ARTICLE:
>> start

This was my sermon yesterday.

John 20:1-18

            On Sunday morning, after the longest and most dismal, heartbroken Shabbat of her life, Mary of Magdala wakes up before dawn.  Or rather she gets up, for she had been awake for hours anyway.  She dresses herself without waking any of the others, puts on her shawl, goes downstairs, and walks alone through the narrow, quiet streets of Jerusalem.  She is heading for the cemetery, outside of town.
            There are times in our life when we just need to show up.  We don’t even know why.  In fact, it often seems pretty pointless.  We just have to be present, even though we have no good reason.  Even if it’s just going through the motions.  We can’t remain spectators on the sidelines.  We have to get ourselves up in the darkness and perform the inconvenient, difficult, painful, routine tasks.  We have to go to the grave, as it were.  From one particularly depressing perspective, our whole existence on this earth is just a long walk to a tomb.  But if we don’t start walking, nothing else can happen.

>> end

DATASET EXTRACT:
>> start

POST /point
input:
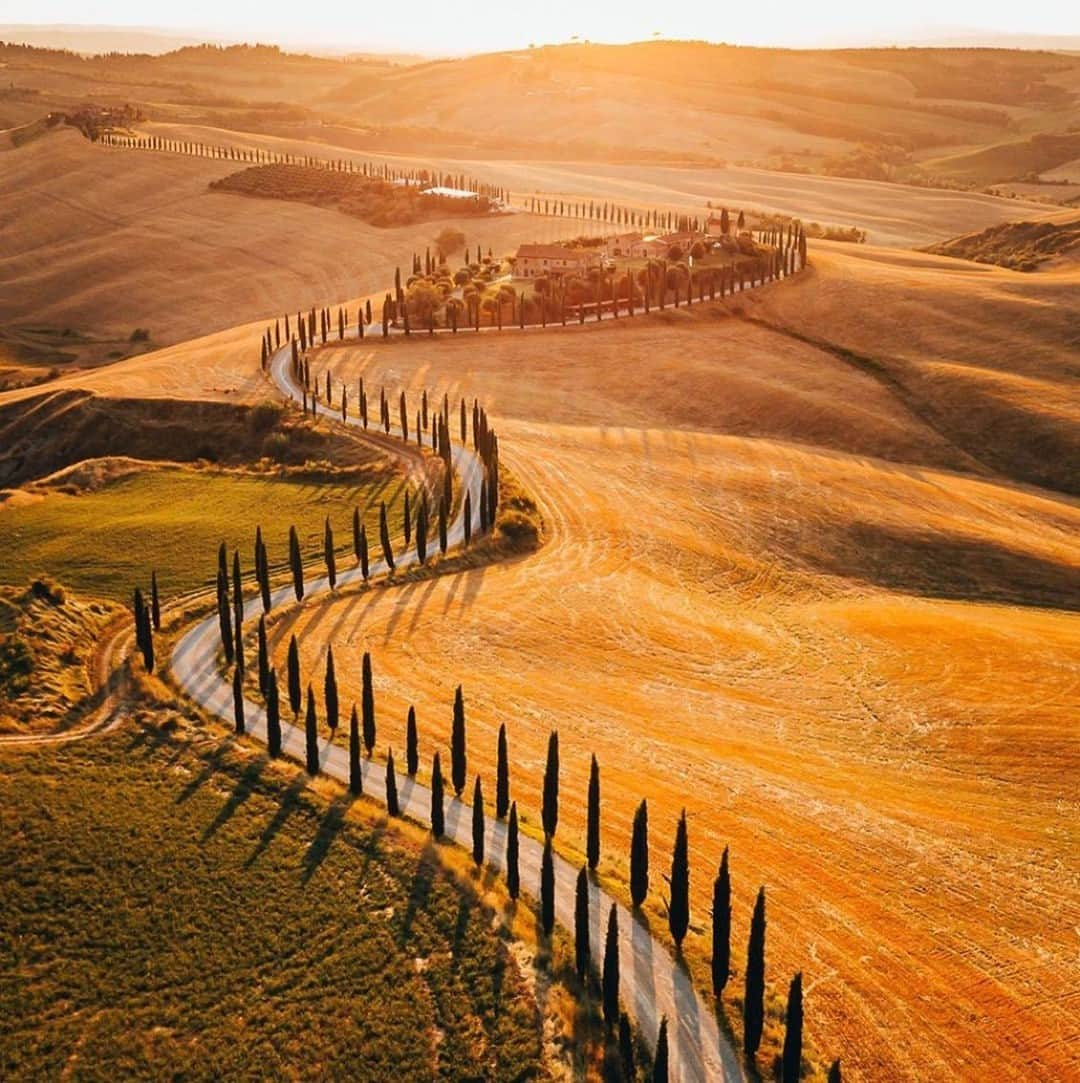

>> end

CHALLENGE:
Translate this sentence from the sermon into Spanish: "But if we don’t start walking, nothing else can happen."

RESULT OF THIS TASK:
Pero si no empezamos a caminar, nada más puede suceder.